======== Provided data ========
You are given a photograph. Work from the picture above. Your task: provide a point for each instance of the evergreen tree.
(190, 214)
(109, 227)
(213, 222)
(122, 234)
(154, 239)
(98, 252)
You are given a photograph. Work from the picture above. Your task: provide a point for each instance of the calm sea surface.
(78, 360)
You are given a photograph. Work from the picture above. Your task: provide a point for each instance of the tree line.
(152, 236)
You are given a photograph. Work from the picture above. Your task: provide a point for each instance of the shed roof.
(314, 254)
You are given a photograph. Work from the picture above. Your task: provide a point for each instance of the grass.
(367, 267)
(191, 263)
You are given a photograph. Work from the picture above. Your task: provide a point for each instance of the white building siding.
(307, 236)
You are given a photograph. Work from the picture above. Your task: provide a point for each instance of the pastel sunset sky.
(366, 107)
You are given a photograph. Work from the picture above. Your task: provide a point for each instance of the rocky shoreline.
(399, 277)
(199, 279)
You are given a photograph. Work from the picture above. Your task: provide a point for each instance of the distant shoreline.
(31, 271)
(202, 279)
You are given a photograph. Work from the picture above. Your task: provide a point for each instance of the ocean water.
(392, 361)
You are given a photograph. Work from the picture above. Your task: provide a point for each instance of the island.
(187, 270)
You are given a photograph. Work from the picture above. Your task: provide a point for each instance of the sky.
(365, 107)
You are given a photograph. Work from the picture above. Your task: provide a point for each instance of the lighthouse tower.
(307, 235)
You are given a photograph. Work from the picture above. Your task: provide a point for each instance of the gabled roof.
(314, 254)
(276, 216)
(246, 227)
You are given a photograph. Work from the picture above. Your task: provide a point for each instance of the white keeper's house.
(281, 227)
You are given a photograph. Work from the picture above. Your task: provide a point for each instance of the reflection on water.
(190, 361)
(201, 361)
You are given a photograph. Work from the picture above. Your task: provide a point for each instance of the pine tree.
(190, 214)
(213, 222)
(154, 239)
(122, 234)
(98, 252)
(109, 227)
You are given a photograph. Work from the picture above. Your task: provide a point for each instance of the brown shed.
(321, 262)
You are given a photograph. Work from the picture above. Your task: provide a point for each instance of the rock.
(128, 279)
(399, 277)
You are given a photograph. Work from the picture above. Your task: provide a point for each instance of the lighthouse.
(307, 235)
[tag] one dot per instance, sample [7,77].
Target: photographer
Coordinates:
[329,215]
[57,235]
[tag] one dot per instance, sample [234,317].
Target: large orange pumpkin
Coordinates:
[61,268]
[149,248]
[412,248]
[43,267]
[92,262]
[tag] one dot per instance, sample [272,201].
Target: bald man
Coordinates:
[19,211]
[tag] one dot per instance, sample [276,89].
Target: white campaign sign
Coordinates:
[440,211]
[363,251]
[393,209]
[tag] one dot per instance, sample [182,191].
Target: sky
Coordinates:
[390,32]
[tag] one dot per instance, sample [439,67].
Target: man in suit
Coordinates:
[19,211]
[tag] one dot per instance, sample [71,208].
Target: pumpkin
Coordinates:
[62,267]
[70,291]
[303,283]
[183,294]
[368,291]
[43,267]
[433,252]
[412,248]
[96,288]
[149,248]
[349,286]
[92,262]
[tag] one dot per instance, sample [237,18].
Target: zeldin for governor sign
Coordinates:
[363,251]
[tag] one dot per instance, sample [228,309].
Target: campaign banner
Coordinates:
========
Exercise aim: Could you reproduce the listing above, changing every "sky" to "heavens" and keeping everything else the same?

Solved exercise:
You are given a photograph. Work from the picture above. Your task: provide a point for each instance of the evergreen tree.
(190, 214)
(109, 227)
(213, 222)
(122, 234)
(154, 239)
(98, 252)
You are given a photograph. Work from the picture above. Your task: provide a point for each instance of the calm sea surface.
(78, 360)
You are given a photograph. Work from the picture above. Your task: provide a point for each instance of the tree line.
(152, 236)
You are given a photograph. Work from the picture above. Your task: provide a point for each instance of the shed roof.
(314, 254)
You are given a photograph. Work from the picture above. Your task: provide a point for each instance of the grass.
(367, 267)
(191, 263)
You are given a photograph. Work from the picture above. Your task: provide a point for each instance of the white building siding.
(307, 236)
You are given a photograph. Work from the picture above. Your task: provide a point for each instance of the pastel sunset heavens.
(366, 107)
You are given a photograph. Work from the picture above. Your task: provide a point for each instance of the rocky shoreline.
(399, 277)
(199, 279)
You are given a photograph. Work from the picture above. Your task: provide a point for each instance of the distant shoreline.
(31, 271)
(202, 279)
You are given a photograph. Work from the picture above. Your task: provide a point for each instance of the ocean water.
(392, 361)
You are given a photograph. Work from the picture above. Your task: provide a point for each instance of the island.
(187, 270)
You are given a photograph. Work from the picture above. Your task: provide a point for each instance of the heavens.
(365, 107)
You are given a photograph. Work from the picture above. Your task: provide a point for each instance of the lighthouse tower.
(307, 235)
You are given a photograph. Work from the picture above. Your task: provide a point for each instance of the gabled roof.
(314, 254)
(276, 216)
(246, 227)
You are given a photograph. Work from the picture above. Your task: provide a point for each instance of the white keeper's house.
(281, 227)
You are given a photograph. Work from the picture above. Your task: provide a point for each instance of the reflection on water.
(190, 361)
(201, 361)
You are given a photograph. Work from the picture above. Your task: provide a point for each instance of the pine tree.
(190, 214)
(213, 222)
(154, 239)
(122, 234)
(98, 252)
(109, 227)
You are given a photograph. Work from the picture above. Your task: provide a point for each instance of the brown shed.
(321, 262)
You are given a photograph. Work from the picture above. Your task: provide a point for each instance of the rock.
(128, 279)
(399, 277)
You are given a photograph. Work from the picture above. Your task: provide a point for each instance of the lighthouse.
(307, 235)
[tag] one dot per instance, sample [7,77].
Target: photographer
Coordinates:
[329,215]
[57,235]
[tag] one dot per instance, sample [234,317].
Target: large orange pumpkin
Coordinates:
[61,268]
[149,248]
[412,248]
[43,267]
[92,262]
[tag] one dot per instance, sample [272,201].
Target: bald man
Coordinates:
[19,211]
[tag] one dot per instance, sample [276,89].
Target: white campaign sign
Coordinates:
[440,211]
[363,251]
[393,209]
[tag] one dot per instance, sample [182,191].
Target: heavens
Coordinates:
[390,32]
[tag] one dot per instance, sample [439,67].
Target: man in suit
Coordinates:
[19,211]
[tag] one dot per instance, sample [71,208].
Target: pumpkin
Coordinates:
[62,267]
[70,291]
[303,283]
[183,294]
[368,291]
[43,267]
[433,252]
[412,248]
[96,288]
[149,248]
[349,286]
[92,262]
[tag] one dot per instance, sample [237,18].
Target: zeldin for governor sign
Coordinates:
[363,251]
[tag] one dot per instance, sample [228,309].
Target: campaign banner
Coordinates:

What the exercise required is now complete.